>> begin INPUT RECORDS

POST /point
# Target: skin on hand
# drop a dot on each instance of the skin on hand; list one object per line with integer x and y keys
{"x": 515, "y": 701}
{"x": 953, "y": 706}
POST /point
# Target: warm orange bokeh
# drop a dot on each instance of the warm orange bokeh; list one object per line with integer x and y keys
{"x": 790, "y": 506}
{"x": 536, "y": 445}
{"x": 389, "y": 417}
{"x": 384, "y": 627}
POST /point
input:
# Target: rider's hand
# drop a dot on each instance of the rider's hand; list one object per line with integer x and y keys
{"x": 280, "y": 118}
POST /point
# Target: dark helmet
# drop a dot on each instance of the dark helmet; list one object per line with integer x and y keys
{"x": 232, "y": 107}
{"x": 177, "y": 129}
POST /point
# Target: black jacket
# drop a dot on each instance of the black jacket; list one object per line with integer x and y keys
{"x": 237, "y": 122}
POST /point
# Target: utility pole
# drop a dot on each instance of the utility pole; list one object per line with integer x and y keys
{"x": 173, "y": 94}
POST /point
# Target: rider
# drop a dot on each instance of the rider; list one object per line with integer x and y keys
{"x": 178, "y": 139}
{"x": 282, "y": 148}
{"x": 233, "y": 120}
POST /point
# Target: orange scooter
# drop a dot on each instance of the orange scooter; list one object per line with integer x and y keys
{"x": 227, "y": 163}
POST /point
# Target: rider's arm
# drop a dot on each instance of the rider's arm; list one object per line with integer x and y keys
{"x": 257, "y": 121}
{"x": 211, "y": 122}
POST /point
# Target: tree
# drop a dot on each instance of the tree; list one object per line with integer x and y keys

>> end INPUT RECORDS

AIM OF THE EXERCISE ▸ Rewrite all of the lines above, requests included, multiplying each x and y coordinate in the answers by 2.1 and rounding to the nearest whole number, with halves rounded up.

TASK OUTPUT ▸
POST /point
# Target: skin on hand
# drop a dot on each instance of the skin on hand; list one object per line with integer x and y keys
{"x": 1082, "y": 1472}
{"x": 2001, "y": 1483}
POST /point
# Target: warm orange bokeh
# drop a dot on each instance of the warm orange bokeh; list one object per line with integer x and y keys
{"x": 1659, "y": 1063}
{"x": 1126, "y": 935}
{"x": 817, "y": 876}
{"x": 806, "y": 1317}
POST /point
input:
# Target: rider's hand
# drop a dot on each instance of the rider's hand; list one object per line with integer x and y keys
{"x": 588, "y": 248}
POST /point
# Target: dark helmet
# drop a dot on each instance of the dark helmet; list one object per line with integer x and y keys
{"x": 487, "y": 225}
{"x": 372, "y": 271}
POST /point
# Target: black jacket
# drop a dot on each instance of the black jacket; list one object per line with integer x and y keys
{"x": 498, "y": 256}
POST /point
# Target: utility pole
# drop a dot on each instance of the utility pole; list one object per line with integer x and y keys
{"x": 363, "y": 197}
POST /point
# Target: rider
# drop a dot on each instance of the rider; list one object per line with integer x and y keys
{"x": 374, "y": 292}
{"x": 592, "y": 311}
{"x": 489, "y": 252}
POST /point
# Target: orange scooter
# drop a dot on each instance of the orange scooter; list one object per line with integer x and y keys
{"x": 477, "y": 342}
POST /point
# Target: rider's arm
# drop a dot on each instance of the rider's arm; list one object per line with integer x and y keys
{"x": 540, "y": 254}
{"x": 443, "y": 256}
POST /point
# Target: tree
# drop a dot on each instance of the tree; list one object per line with integer x and y keys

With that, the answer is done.